In the items below, how many lines contain the word "instance" with matching case? Give only the number.

■ Available data
## Begin

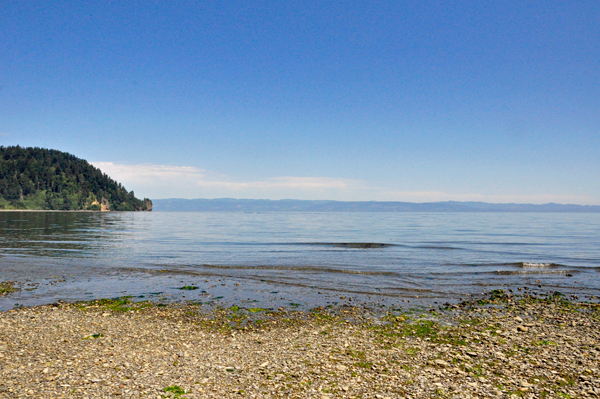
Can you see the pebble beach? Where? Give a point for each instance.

## End
## Begin

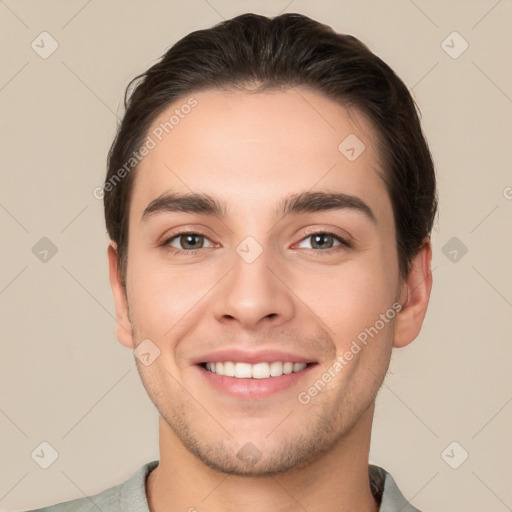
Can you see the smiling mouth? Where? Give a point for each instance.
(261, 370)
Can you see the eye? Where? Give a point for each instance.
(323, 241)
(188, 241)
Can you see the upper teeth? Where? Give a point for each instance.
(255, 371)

## End

■ Written response
4